**What you will do:** Could you print every record below exactly as it appears?

┌─ Given records

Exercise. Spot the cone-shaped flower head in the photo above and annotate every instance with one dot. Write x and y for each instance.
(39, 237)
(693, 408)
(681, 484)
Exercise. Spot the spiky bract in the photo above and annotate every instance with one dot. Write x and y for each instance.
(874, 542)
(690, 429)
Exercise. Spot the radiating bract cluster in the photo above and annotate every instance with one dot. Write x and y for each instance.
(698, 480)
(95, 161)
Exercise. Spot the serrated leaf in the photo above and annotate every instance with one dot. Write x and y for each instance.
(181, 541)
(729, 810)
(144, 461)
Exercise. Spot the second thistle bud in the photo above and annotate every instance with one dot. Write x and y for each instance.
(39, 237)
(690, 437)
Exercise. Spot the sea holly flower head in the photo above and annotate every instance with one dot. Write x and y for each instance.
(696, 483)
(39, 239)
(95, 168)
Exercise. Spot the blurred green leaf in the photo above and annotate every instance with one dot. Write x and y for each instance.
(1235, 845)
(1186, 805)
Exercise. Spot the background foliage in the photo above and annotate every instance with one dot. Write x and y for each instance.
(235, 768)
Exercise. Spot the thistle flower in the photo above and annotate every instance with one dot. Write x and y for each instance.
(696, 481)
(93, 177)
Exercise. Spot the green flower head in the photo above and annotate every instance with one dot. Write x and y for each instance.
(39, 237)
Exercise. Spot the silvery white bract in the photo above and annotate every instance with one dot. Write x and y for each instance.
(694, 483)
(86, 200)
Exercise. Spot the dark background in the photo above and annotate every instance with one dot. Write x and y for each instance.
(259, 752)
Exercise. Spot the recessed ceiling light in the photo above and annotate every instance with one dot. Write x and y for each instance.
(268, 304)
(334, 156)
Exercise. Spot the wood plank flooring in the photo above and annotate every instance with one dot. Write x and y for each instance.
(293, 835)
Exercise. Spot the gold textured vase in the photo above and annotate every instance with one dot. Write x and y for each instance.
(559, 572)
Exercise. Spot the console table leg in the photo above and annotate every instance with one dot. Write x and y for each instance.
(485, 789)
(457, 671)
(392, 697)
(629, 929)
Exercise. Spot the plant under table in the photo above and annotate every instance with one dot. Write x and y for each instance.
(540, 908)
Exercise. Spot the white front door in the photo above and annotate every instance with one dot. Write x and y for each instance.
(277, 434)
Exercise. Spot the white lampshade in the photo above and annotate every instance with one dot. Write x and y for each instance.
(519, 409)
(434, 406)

└─

**Result for this exercise:**
Exercise. Spot the cone-shaped flower head in the photo above and annotate every instance with one dot. Write x and y for each instance.
(39, 237)
(693, 408)
(681, 484)
Exercise. Spot the spiky bract in the photo above and annotate every instance with one dot. Write x and y for each instance.
(874, 542)
(690, 429)
Exercise. Spot the radiating bract cluster in the photo above and annotate every instance with one dot. Write x and y for each instance.
(698, 480)
(95, 161)
Exercise. Spot the serrated leaf in the photo above and annotate every instance with one dot. Write x and y for each instance.
(181, 541)
(729, 810)
(144, 461)
Exercise. Spot the second thistle bud in the photo above and annotate every instance with one dot. Write x and y for each instance.
(39, 237)
(690, 437)
Exercise. Spot the sea holly flower head in the photo above and annotate every instance with one dot. Write x and y for each instance.
(696, 483)
(39, 239)
(95, 168)
Exercise. Spot the blurred green leaf in the photo above and annotate every instance with one dot. Write x and y for each instance.
(1235, 845)
(1186, 805)
Exercise. Spot the background foliage in the photo above and annotate every instance with one dot. Write x and y for each instance.
(235, 768)
Exercise. Spot the thistle flower in the photo above and annotate every instance with one dot. Write x and y for each instance.
(696, 481)
(93, 177)
Exercise. Spot the green flower head in the photo above and annotate every instance with one dot. Write x and y for each instance.
(39, 237)
Exercise. Spot the silvery white bract in the photo above and annotate every instance with one dot. Write x and y for each instance.
(694, 483)
(86, 200)
Exercise. Spot the dark background in the photo above and annotate every instance with one dot. Write x and y for each instance.
(259, 752)
Exercise. Spot the recessed ceiling light in the photo above and annotate every instance with one dot. Write x and y for each instance.
(268, 304)
(334, 156)
Exercise. Spot the wood plank flooring in the photo above and annotate every instance with one dot. Write x and y for each instance.
(293, 835)
Exercise. Spot the gold textured vase in the photo above and annotate every instance with one dot. Write x and y for each instance.
(559, 572)
Exercise. Spot the console table leg in the photo above and annotate every instance with one dot. Write x and y for each instance.
(485, 789)
(457, 671)
(392, 697)
(629, 929)
Exercise. Spot the plant under table in the photo above and annotate every instance with one dot. Write x and y for each instance.
(540, 908)
Exercise. Spot the white front door in the photo above and annotate every instance with one dot. Write x and y for each instance.
(277, 434)
Exercise. Spot the white lampshade in the photo above and annotate every instance with one dot. Write x and y for each instance.
(519, 409)
(434, 406)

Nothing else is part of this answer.